_Work to complete_. Identify the line that contains "[tag] one dot per instance, sample [198,181]." in the material. Output it and every line after it, unchanged, through the end.

(Dataset excerpt)
## Begin

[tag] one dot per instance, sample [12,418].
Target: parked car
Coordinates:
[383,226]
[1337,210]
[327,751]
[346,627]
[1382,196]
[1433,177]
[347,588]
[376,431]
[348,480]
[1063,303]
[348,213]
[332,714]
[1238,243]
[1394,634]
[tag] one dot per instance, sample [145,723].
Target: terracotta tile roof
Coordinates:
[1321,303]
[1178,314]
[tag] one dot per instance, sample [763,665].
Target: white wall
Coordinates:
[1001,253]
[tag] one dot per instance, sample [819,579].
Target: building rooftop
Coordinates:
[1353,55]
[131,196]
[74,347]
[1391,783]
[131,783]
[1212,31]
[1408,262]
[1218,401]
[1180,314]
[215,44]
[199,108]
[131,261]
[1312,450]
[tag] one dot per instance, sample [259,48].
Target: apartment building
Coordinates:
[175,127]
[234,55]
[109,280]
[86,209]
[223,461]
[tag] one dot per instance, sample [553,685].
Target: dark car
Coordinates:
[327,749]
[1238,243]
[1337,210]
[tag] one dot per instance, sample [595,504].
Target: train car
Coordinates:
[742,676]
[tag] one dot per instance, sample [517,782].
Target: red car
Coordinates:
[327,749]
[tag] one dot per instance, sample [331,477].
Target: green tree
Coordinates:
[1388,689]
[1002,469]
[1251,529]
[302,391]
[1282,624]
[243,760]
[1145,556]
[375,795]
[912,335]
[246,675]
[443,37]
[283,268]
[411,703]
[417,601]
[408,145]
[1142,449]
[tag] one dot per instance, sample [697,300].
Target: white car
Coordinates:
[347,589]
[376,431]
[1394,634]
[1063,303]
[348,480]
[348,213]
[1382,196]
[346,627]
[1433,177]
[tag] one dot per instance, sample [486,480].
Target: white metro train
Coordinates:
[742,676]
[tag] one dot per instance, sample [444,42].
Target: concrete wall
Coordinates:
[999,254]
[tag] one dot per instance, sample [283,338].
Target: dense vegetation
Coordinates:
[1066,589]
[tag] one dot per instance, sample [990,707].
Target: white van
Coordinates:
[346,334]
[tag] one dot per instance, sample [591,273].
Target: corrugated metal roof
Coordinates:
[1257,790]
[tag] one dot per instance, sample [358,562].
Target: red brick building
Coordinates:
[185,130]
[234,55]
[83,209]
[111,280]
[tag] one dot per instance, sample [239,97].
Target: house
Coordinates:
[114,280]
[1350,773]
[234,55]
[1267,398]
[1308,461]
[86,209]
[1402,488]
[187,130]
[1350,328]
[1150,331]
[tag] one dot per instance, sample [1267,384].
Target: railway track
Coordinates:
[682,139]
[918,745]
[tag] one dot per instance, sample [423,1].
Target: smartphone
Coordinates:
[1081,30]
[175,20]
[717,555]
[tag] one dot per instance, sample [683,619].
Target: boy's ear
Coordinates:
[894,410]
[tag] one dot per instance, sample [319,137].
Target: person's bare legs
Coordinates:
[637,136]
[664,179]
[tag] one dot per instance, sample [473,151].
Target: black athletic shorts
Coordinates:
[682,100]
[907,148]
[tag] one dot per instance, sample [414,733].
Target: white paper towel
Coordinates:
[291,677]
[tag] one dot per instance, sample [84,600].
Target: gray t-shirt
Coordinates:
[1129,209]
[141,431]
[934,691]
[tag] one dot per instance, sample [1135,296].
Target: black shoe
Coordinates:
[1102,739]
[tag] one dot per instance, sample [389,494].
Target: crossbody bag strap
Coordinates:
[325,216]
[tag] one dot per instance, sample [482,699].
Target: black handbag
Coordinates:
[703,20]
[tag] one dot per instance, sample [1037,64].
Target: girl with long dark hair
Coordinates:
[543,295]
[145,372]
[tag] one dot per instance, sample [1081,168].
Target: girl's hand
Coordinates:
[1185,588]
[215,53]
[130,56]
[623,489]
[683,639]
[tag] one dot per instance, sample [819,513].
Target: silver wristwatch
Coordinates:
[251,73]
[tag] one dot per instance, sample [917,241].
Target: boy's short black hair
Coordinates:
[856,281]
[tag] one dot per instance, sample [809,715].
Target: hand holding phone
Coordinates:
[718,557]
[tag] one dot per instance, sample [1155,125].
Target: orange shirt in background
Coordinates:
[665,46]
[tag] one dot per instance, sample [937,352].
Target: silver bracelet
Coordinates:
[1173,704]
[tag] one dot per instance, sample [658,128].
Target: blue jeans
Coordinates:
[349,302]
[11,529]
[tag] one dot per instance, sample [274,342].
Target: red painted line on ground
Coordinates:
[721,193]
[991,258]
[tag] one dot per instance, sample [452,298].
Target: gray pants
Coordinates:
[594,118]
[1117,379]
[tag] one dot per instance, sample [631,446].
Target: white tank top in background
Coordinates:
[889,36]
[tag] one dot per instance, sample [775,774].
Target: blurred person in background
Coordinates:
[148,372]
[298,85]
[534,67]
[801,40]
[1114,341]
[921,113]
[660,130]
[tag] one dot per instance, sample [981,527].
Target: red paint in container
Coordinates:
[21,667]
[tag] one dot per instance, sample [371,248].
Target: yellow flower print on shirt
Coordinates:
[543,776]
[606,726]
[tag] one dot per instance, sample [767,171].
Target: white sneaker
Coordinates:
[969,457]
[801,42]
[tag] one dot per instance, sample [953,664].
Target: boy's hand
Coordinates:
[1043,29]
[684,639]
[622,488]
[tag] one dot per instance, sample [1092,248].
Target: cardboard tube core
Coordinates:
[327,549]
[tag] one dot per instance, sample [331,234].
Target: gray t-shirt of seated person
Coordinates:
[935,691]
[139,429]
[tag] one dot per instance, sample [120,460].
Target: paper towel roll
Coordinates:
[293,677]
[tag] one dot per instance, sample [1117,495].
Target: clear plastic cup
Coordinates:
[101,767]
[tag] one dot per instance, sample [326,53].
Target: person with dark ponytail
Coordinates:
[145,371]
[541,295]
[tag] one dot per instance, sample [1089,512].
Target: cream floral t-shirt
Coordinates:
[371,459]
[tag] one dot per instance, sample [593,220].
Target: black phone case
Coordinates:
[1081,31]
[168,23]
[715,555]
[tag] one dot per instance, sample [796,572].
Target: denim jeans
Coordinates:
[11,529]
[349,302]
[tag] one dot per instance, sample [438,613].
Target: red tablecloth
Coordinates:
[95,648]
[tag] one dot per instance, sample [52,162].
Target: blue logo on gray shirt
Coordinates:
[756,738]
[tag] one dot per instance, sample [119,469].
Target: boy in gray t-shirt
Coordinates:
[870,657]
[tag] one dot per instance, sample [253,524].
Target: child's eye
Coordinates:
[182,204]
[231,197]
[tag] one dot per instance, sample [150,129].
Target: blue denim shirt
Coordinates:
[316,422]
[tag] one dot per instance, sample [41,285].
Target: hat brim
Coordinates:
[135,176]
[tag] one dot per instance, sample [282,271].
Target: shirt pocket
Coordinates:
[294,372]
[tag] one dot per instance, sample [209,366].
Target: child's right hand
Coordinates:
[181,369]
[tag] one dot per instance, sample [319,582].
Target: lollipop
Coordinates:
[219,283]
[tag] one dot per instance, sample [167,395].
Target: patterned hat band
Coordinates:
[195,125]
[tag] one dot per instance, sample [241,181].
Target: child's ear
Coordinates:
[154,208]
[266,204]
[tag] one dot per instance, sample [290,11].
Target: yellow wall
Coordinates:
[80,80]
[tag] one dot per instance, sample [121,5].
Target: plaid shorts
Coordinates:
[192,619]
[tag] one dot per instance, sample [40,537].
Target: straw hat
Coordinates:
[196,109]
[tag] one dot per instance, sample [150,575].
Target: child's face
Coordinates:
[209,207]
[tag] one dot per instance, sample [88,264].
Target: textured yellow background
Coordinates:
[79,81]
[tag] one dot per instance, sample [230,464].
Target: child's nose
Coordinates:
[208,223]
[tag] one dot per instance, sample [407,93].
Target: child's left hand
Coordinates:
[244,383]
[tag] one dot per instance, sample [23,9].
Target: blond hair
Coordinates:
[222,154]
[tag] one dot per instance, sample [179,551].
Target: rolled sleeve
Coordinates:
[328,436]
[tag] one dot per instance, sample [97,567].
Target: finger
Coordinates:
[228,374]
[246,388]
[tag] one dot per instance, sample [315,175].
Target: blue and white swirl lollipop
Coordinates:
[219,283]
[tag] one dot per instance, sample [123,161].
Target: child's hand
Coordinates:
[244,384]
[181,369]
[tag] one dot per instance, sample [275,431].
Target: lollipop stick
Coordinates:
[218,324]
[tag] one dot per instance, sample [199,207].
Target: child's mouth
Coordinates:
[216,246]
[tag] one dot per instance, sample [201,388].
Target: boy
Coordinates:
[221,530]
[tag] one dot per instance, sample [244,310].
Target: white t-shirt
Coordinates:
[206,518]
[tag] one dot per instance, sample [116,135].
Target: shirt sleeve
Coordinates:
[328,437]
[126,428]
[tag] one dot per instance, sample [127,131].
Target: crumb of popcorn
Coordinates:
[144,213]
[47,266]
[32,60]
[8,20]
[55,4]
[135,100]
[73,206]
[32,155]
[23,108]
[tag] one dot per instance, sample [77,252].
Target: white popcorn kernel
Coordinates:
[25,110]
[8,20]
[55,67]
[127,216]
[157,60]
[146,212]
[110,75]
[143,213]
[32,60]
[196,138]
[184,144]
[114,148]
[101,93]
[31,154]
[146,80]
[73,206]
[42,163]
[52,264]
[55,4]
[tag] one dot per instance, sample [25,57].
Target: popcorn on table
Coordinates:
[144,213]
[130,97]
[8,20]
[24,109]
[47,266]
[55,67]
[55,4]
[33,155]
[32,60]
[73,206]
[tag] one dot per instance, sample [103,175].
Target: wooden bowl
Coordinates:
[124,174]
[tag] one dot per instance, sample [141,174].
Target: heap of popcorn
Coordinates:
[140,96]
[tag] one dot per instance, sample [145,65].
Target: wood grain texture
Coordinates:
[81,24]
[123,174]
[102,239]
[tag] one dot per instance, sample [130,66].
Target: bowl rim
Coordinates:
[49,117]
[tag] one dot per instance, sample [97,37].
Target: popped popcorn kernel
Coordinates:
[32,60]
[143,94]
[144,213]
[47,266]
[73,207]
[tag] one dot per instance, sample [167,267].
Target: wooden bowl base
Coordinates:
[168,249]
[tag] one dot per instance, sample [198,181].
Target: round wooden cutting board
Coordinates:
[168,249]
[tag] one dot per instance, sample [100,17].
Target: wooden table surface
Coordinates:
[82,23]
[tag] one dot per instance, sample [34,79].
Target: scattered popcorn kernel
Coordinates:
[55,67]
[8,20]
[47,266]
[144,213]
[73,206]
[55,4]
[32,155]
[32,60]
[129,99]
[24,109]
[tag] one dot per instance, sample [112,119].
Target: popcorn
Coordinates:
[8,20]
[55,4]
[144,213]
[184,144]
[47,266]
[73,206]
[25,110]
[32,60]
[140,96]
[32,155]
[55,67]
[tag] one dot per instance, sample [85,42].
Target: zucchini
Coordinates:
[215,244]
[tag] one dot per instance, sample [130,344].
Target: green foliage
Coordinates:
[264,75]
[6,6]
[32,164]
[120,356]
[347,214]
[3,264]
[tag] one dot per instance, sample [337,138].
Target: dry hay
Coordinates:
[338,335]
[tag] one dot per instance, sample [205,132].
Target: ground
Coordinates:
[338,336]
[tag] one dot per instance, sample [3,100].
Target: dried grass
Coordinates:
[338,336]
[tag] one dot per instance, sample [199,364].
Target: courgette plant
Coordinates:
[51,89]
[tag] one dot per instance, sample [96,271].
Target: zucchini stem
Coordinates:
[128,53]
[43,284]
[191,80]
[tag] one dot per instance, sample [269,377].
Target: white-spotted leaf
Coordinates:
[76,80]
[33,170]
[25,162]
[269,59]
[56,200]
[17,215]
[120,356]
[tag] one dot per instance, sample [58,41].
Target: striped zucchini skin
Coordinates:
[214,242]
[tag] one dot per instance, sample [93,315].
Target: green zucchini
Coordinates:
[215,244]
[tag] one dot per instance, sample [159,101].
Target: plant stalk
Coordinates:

## End

_Finished exercise_.
[tag] one dot per instance, sample [198,181].
Target: round wooden cutting board
Coordinates:
[168,249]
[tag] one dot per instance, sample [100,17].
Target: wooden table surface
Coordinates:
[82,23]
[tag] one dot per instance, sample [34,79].
Target: scattered popcorn kernel
Coordinates:
[55,67]
[8,20]
[47,266]
[144,213]
[73,206]
[55,4]
[32,155]
[32,60]
[129,99]
[24,109]
[tag] one dot per instance, sample [112,119].
Target: popcorn
Coordinates:
[8,20]
[55,4]
[144,213]
[184,144]
[47,266]
[73,206]
[25,110]
[32,60]
[140,96]
[32,155]
[55,67]
[tag] one dot per instance, sample [85,42].
Target: zucchini
Coordinates:
[215,244]
[tag] one dot per instance, sample [130,344].
Target: green foliage
Coordinates:
[264,75]
[6,6]
[32,164]
[120,356]
[347,214]
[3,264]
[tag] one dot per instance, sample [337,138].
Target: dry hay
Coordinates:
[338,335]
[tag] one dot per instance, sample [205,132].
Target: ground
Coordinates:
[338,336]
[tag] one dot per instance, sample [3,100].
Target: dried grass
Coordinates:
[338,336]
[tag] one dot per instance, sample [199,364].
Target: courgette plant
Coordinates:
[51,89]
[tag] one dot per instance, sample [96,271].
Target: zucchini stem
Coordinates:
[128,53]
[43,284]
[191,80]
[tag] one dot per instance, sample [269,377].
Target: white-spotted leaf
Coordinates:
[76,80]
[33,170]
[25,162]
[269,59]
[56,200]
[17,215]
[120,356]
[tag] one dot per instance, sample [58,41].
Target: striped zucchini skin
Coordinates:
[214,242]
[tag] one dot per instance, sample [93,315].
Target: green zucchini
Coordinates:
[215,244]
[tag] one dot per instance, sample [159,101].
Target: plant stalk
Coordinates:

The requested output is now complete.